Plusieurs épisodes de contamination ont été relevés, comme en avril, lorsque la production de l’un des puits de l’usine a été stoppée à cause de la présence de germes fécaux, pouvant provoquer des maladies chez l’humain. La découverte avait entraîné la destruction par Nestlé de trois millions de bouteilles de Perrier. A la même période, une opération de nettoyage menée sur deux autres puits, a révélé un nouvel épisode de contamination par ce type de germes. Les agents de l’ARS estiment que ces «contaminations bactériennes», bien que «ponctuelles», sont «inacceptables pour une eau minérale naturelle», rapportent Radio France et le Monde.
Complicité du gouvernement
Pour pallier la qualité insuffisante de sa ressource en eau, l’usine de Perrier a renforcé son dispositif de traitement par microfiltration. De quoi afficher un taux de conformité élevé pour les bouteilles vendues dans le commerce. Mais ces microfiltres ne sont «pas réglementaires», note l’ARS, puisqu’ils permettent à la multinationale de masquer la contamination de ses eaux brutes pour pouvoir les commercialiser comme des eaux minérales naturelles, pourtant censées provenir de ressources souterraines préservées.
Interview
Enfin, l’enquête des deux médias révèle également un «risque virologique» (adénovirus, norovirus, hépatite A) pour les consommateurs. Car les microfiltres utilisés par Nestlé «n’ont pas d’effet de rétention sur les virus». Un risque viral qui a été, en outre, négligé par le gouvernement. En effet, dans un rapport remis au gouvernement en juillet 2022, l’inspection générale des affaires sociales (Igas) expliquait que la mise en place de ces filtres non conformes pourrait constituer une «fausse sécurisation» et «exposer les consommateurs à un risque sanitaire en lien avec l’ingestion de virus». De même, l’Agence nationale de sécurité sanitaire (Anses) a notifié au gouvernement qu’il n’était «pas acceptable» d’accorder à Nestlé la possibilité d’utiliser ces microfiltres, comme le groupe le réclamait. Pourtant, malgré ces avertissements, le gouvernement d’Elisabeth Borne a décidé en février 2023, «en réponse aux demandes de l’industriel», d’autoriser la multinationale suisse à utiliser des microfiltres non conformes.

::::::::::

Consigne:
Donnez la suite de l'article sur la contamination des eaux de Perrier, en reprenant après sa dernière phrase. Les lignes qui suivent proviennent d'une autre source que l'extrait.

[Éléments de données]

::::::::::

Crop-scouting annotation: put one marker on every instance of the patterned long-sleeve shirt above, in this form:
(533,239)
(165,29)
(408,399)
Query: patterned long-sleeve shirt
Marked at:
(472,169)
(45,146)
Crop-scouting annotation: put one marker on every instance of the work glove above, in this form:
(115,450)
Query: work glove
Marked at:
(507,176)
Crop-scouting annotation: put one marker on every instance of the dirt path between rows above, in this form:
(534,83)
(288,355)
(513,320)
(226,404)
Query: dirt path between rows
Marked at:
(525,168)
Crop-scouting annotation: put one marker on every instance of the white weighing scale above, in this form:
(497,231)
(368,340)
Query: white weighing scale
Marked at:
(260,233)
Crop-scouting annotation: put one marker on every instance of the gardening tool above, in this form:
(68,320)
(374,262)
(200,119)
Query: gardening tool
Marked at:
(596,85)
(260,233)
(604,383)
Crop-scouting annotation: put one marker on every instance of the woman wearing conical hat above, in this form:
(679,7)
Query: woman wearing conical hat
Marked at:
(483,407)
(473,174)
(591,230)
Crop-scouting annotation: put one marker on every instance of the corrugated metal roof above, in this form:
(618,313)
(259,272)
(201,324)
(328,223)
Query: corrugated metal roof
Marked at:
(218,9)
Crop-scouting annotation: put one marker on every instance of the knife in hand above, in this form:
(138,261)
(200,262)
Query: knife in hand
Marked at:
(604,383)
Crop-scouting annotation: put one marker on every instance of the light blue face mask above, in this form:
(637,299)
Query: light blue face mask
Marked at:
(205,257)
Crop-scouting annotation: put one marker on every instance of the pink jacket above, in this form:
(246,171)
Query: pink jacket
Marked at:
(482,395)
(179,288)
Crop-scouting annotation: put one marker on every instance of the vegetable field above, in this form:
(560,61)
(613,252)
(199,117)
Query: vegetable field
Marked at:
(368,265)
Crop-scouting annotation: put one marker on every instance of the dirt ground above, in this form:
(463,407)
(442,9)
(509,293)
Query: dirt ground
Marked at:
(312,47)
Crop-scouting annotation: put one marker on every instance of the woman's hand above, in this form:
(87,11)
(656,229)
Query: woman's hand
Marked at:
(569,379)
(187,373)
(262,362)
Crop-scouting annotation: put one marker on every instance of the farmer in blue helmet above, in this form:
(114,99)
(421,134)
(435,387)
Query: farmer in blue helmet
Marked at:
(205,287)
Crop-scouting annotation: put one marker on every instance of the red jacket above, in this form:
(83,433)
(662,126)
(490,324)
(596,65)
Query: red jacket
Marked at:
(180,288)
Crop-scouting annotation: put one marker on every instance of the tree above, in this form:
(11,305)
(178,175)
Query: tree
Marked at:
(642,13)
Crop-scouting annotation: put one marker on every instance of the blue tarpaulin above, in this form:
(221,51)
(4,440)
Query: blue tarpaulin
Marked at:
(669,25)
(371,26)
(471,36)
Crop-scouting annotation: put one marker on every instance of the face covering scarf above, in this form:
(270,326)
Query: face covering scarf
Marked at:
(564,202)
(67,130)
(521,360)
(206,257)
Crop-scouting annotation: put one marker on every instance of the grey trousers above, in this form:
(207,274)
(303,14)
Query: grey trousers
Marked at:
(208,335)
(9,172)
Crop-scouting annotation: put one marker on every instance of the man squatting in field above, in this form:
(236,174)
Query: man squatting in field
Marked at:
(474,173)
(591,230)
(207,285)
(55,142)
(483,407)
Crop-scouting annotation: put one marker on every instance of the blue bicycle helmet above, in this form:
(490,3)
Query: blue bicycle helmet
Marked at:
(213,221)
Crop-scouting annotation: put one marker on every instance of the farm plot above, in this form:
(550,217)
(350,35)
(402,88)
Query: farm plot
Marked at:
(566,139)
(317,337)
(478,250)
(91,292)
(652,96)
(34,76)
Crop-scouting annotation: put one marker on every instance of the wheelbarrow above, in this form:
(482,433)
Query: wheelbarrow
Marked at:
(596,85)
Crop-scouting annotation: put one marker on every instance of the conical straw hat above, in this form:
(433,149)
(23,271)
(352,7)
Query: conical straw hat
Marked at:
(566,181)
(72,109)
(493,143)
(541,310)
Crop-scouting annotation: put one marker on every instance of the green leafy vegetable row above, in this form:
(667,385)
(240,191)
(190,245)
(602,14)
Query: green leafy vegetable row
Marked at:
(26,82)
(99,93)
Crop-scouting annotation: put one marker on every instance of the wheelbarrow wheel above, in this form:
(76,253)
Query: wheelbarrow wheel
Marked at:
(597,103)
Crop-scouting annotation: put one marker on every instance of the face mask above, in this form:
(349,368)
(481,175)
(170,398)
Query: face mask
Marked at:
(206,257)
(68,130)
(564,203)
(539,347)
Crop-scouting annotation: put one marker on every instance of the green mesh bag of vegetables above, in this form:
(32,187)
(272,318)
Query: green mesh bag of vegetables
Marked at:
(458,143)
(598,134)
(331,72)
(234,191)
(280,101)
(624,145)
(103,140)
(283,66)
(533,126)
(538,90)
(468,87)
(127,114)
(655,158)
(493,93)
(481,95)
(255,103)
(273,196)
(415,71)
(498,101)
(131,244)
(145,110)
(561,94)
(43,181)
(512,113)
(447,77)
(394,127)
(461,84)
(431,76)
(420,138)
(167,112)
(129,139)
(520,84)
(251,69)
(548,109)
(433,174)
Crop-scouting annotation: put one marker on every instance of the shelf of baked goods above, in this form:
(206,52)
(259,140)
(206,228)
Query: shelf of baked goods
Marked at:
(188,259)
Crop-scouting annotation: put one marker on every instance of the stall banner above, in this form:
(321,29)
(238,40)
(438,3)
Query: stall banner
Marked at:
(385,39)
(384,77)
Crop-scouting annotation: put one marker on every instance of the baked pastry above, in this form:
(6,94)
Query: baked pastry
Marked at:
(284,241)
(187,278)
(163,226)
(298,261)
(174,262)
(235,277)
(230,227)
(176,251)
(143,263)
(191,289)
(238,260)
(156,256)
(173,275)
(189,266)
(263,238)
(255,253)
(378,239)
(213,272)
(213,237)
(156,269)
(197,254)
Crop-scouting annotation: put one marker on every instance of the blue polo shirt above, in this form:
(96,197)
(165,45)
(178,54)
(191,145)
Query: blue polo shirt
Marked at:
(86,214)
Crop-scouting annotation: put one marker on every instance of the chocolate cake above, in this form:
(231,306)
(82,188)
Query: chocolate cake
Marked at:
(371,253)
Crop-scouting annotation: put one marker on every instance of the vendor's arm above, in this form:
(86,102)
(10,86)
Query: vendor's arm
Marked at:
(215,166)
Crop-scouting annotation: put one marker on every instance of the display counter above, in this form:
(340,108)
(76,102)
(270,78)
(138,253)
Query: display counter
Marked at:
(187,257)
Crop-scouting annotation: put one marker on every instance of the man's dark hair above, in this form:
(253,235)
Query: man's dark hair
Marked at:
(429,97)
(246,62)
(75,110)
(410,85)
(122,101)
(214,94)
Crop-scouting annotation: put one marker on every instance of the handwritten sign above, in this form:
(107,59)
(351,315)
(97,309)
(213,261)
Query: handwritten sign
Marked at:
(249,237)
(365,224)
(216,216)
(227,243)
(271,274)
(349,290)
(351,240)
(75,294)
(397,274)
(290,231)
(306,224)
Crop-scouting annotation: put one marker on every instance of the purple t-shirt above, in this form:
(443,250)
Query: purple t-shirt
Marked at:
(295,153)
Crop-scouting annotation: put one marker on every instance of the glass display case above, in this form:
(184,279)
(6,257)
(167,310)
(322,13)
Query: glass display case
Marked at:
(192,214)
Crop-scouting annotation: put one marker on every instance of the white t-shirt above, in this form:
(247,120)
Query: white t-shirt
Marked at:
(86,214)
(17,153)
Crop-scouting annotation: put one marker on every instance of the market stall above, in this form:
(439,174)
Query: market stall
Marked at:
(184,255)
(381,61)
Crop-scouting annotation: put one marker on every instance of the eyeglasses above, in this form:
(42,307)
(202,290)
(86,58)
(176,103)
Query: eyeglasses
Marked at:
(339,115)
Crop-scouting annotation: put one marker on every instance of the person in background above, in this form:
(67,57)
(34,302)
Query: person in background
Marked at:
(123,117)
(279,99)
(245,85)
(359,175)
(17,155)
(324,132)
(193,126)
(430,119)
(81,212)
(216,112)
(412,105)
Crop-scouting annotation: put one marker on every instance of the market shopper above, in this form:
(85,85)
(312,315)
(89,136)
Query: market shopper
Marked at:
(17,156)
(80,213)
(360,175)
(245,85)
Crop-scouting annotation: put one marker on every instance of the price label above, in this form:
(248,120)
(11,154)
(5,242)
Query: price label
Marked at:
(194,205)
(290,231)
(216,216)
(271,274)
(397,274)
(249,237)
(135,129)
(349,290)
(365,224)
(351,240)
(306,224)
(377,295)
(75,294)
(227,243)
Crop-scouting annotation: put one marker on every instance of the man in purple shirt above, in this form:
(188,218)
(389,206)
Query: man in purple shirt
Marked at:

::::::::::

Corrigé:
Face à ces constats, l’ARS Occitanie envisage «un arrêt de la production d’eau minérale naturelle sur le site de Vergèze», alors que les travaux d’une commission d’enquête du Sénat viennent de débuter. L’avenir de Perrier et des 1 000 salariés de son usine de Vergèze dépend désormais de la préfecture du Gard, soulignent Radio France et le Monde. Celle-ci doit en effet se prononcer sur la demande de renouvellement d’autorisation d’exploitation de la «source Perrier» pour produire de l’eau minérale naturelle. Cette décision pourrait être rendue lors du premier semestre 2025. De son côté, Nestlé assure «opérer le site de Vergèze conformément au cadre fixé par les autorités et sous leur contrôle». Avant de préciser de pas pouvoir faire de commentaires sans avoir pris connaissance du rapport final.